*STATED EXERCISE*.
Render the lines of the records below as a numbered list, skipping any blank lines and leaving the pictures out.

*Location identification entries*.
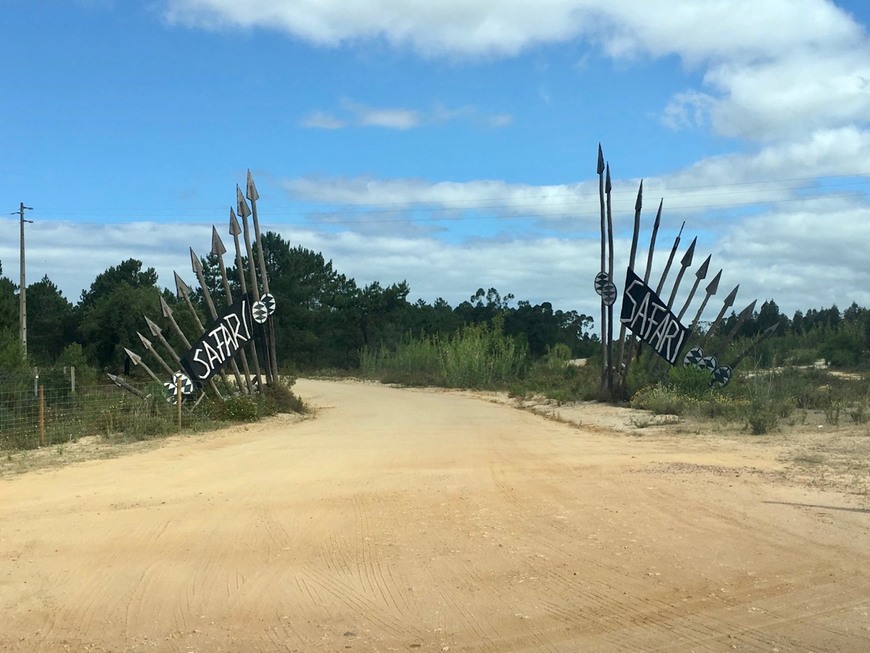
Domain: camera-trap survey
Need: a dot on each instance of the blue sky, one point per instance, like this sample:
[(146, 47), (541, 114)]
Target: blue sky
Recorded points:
[(449, 144)]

*FINAL RESULT*.
1. Domain: camera-trap survey
2. Need: a dot on each instance of the blue sky, one point per instance, like this sample:
3. [(146, 47), (541, 114)]
4. Target: blue sky
5. Recorded points:
6. [(449, 144)]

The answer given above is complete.